### EXERCISE DETAILS
Please show each line of the material below that contains the word "panel". Case counts.
* * * * * * *
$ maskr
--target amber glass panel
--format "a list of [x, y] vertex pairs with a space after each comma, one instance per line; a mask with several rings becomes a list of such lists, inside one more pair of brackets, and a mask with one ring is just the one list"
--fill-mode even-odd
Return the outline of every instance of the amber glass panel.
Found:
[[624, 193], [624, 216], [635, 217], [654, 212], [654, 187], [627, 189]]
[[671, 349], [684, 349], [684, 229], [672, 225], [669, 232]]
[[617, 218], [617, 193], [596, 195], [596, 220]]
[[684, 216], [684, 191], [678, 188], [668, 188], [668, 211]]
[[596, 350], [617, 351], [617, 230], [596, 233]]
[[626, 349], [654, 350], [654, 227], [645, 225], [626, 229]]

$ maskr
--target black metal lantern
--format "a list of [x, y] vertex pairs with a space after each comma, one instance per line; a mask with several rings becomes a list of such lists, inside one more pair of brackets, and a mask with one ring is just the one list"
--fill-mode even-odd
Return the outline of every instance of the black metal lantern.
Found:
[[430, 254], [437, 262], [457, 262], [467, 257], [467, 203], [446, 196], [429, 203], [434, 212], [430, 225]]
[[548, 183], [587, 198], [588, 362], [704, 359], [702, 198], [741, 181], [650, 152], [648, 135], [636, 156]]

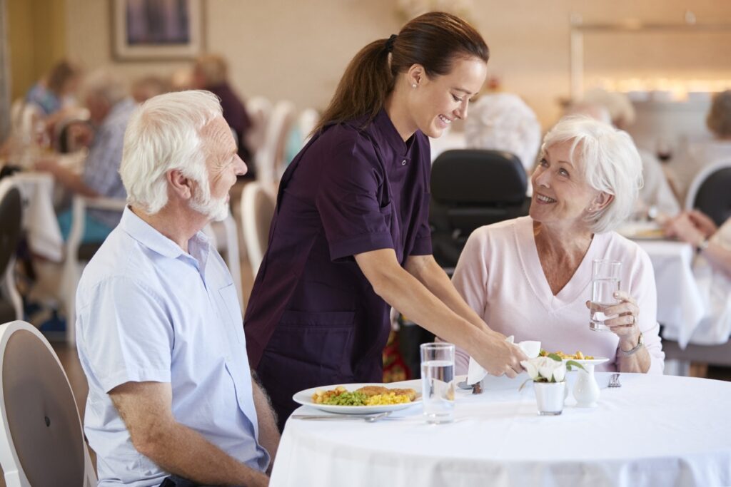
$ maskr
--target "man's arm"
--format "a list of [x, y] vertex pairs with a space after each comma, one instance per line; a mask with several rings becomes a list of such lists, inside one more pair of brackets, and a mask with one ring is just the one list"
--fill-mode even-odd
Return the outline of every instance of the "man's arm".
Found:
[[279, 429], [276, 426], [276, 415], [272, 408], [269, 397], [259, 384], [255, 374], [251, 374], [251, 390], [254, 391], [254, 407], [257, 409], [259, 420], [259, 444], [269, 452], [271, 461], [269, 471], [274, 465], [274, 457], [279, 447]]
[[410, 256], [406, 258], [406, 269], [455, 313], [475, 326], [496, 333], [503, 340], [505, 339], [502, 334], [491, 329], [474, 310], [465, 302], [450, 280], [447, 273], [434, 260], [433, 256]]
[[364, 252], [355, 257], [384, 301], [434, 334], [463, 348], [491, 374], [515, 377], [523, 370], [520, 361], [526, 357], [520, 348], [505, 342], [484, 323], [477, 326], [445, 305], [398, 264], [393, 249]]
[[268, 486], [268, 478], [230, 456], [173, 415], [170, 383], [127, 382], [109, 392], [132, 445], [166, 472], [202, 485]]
* * * * * * *
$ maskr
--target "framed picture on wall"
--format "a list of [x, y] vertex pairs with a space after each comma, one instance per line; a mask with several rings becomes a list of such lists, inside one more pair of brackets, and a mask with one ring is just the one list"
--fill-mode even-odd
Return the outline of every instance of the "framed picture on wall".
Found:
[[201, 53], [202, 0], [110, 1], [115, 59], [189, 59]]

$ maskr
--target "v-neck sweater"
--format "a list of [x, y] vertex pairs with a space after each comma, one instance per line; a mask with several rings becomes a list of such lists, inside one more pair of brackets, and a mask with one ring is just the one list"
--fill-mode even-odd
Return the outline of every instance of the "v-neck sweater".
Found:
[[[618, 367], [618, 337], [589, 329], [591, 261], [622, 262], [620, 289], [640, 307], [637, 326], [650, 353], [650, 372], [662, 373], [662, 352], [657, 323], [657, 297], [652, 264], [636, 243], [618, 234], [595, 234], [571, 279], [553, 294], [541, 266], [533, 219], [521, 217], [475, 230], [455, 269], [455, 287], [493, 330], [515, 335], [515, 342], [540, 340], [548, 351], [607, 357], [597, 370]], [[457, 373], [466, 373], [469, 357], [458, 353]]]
* * * * * * *
### RESULT FOR THIS EXERCISE
--target amber glass panel
Return the outline of every instance of the amber glass panel.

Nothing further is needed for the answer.